**Passage provided:**
Clive plays Hazard – her farewell song – a last engagement with Susannah Cibber – Henry Woodward complains – on being a female Scribbler – Clive claims her parts

The Rehearsal: Or, Bays in Petticoats of 1750 was Clive's boldest stage experiment, the first stage work she ever wrote – and, in retrospect, a farewell to her career in serious song. My account of Clive's career ends here, with her musical adieu to the Fair Songster.

Like all ‘rehearsal’ burlesques, Clive's derived from the Duke of Buckingham's Rehearsal (1671), led by the poet-critic Bayes. Clive wrote The Rehearsal for her benefit of 15 March 1750, recorded by Drury Lane prompter Richard Cross as ‘A new farce partly singing, part speakg. Went off well’. After her Rehearsal, Clive wrote other benefit farces, channelling into words the ear and stage instinct she had first developed through song. This chapter focuses on the ways that Clive, in the first of four versions of her Rehearsal in particular, did this. In the third (1753) version of this work, Clive used burlesque to take a final shot at Susannah Cibber.

**Set problem:**
In the passage on Clive's Rehearsal, who described her 1750 benefit as "A new farce partly singing, part speakg"?

**Listed records:**
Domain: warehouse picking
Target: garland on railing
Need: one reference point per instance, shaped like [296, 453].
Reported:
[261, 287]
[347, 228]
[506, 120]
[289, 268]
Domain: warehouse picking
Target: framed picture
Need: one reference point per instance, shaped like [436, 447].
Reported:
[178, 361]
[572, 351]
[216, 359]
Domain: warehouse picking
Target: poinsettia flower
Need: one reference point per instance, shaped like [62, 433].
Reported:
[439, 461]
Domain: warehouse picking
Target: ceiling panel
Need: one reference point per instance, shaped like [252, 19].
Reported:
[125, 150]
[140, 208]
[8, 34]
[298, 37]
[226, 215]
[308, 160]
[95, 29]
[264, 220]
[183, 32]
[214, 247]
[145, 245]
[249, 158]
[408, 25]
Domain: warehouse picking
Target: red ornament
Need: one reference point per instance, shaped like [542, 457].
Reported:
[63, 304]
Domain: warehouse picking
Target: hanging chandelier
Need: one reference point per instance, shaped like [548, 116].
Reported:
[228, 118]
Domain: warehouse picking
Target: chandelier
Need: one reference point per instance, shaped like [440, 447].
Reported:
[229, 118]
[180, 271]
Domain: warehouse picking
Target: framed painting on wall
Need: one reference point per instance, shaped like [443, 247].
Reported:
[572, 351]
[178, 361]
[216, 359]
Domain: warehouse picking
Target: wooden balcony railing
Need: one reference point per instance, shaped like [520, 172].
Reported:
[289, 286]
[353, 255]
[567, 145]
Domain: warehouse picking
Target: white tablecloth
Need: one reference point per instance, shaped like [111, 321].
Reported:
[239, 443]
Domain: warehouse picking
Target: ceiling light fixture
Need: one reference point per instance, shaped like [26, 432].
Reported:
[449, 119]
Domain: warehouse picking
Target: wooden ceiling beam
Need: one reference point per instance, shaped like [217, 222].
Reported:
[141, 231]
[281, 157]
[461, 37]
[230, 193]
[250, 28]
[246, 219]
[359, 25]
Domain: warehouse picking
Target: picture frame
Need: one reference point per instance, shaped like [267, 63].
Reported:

**Exercise answer:**
Richard Cross, the Drury Lane prompter.